* Exercise
Transcribe each record exactly. Include every one.

Dataset records about object locations

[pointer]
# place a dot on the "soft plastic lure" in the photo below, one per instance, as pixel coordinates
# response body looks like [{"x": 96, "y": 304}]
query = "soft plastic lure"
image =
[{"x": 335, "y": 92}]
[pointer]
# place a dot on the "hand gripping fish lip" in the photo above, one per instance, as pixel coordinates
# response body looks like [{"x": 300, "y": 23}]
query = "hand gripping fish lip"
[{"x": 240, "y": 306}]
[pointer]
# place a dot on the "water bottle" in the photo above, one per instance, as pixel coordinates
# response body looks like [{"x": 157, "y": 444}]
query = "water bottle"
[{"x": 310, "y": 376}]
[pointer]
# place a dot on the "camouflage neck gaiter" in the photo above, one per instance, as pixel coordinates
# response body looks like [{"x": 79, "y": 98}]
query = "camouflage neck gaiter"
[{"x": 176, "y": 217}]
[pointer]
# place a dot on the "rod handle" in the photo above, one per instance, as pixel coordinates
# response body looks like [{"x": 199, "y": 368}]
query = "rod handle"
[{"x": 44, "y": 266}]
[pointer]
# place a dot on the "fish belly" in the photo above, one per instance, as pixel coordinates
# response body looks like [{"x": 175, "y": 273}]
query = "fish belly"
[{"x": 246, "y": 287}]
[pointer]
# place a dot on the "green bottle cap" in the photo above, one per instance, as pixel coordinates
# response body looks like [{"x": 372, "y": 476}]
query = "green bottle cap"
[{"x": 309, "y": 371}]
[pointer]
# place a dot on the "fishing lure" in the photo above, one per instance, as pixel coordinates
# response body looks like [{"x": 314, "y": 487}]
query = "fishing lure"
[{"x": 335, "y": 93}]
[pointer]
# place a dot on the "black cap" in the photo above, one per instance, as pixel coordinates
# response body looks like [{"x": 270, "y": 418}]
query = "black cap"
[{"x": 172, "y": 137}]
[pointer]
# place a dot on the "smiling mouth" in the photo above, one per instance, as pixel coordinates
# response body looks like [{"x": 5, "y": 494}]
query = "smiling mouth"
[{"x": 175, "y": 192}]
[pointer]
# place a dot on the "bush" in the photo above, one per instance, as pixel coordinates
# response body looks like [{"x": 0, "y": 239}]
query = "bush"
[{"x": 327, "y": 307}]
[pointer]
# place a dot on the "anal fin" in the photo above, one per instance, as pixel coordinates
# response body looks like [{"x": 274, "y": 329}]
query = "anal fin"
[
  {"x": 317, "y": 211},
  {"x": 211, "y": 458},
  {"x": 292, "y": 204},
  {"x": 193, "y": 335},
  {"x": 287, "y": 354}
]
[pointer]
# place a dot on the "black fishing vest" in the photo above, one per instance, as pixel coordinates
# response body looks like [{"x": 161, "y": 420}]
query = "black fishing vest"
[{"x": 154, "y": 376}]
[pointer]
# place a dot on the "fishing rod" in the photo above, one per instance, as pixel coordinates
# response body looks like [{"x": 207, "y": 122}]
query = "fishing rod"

* Written response
[pointer]
# place a dot on the "soft plastic lure" in the photo below, one per instance, as pixel coordinates
# response body looks like [{"x": 96, "y": 304}]
query = "soft plastic lure"
image =
[{"x": 335, "y": 92}]
[pointer]
# place a dot on the "hand gripping fish lip" in the photo above, one per instance, as pixel coordinates
# response body looks like [{"x": 300, "y": 23}]
query = "hand gripping fish lip"
[{"x": 240, "y": 306}]
[pointer]
# place a dot on the "water bottle" in the photo above, one per instance, as pixel coordinates
# response body looks like [{"x": 157, "y": 444}]
query = "water bottle"
[{"x": 310, "y": 376}]
[pointer]
# place a dot on the "camouflage neck gaiter" in the photo above, one per instance, as pixel coordinates
# response body looks like [{"x": 79, "y": 98}]
query = "camouflage neck gaiter"
[{"x": 176, "y": 217}]
[pointer]
# place a dot on the "rod handle" in the photo above, one per instance, as pixel coordinates
# response body looks like [{"x": 199, "y": 368}]
query = "rod handle"
[{"x": 44, "y": 266}]
[pointer]
# place a dot on the "fish belly" in the photo above, one per instance, as pixel coordinates
# response body looks like [{"x": 175, "y": 273}]
query = "fish belly"
[{"x": 246, "y": 287}]
[pointer]
# place a dot on the "green bottle cap" in the photo above, one per instance, as pixel coordinates
# response body looks like [{"x": 372, "y": 476}]
query = "green bottle cap"
[{"x": 309, "y": 371}]
[pointer]
# place a dot on the "fishing lure" in the photo above, one per instance, as pixel coordinates
# response body looks like [{"x": 314, "y": 487}]
query = "fishing lure"
[{"x": 335, "y": 93}]
[pointer]
# place a dot on the "black cap" in the photo above, one per instance, as pixel coordinates
# response body looks like [{"x": 270, "y": 418}]
query = "black cap"
[{"x": 172, "y": 137}]
[pointer]
# place a dot on the "smiling mouth" in the photo above, one per instance, as pixel coordinates
# response body looks like [{"x": 5, "y": 494}]
query = "smiling mouth"
[{"x": 175, "y": 192}]
[pointer]
# place a dot on the "bush" in the photo above, one per instance, as pixel coordinates
# response body looks like [{"x": 0, "y": 239}]
query = "bush"
[{"x": 327, "y": 307}]
[pointer]
# place a dot on the "anal fin" in the photo above, one per instance, as pixel coordinates
# response body looks like [{"x": 274, "y": 329}]
query = "anal fin"
[
  {"x": 317, "y": 211},
  {"x": 211, "y": 458},
  {"x": 292, "y": 204},
  {"x": 193, "y": 335},
  {"x": 287, "y": 354}
]
[pointer]
# place a dot on the "black fishing vest" in the photo above, one per instance, as pixel coordinates
# response body looks like [{"x": 161, "y": 420}]
query = "black fishing vest"
[{"x": 154, "y": 376}]
[pointer]
# place a dot on the "fishing rod" in the photo above, one per instance, as pixel coordinates
# response body looks like [{"x": 207, "y": 122}]
query = "fishing rod"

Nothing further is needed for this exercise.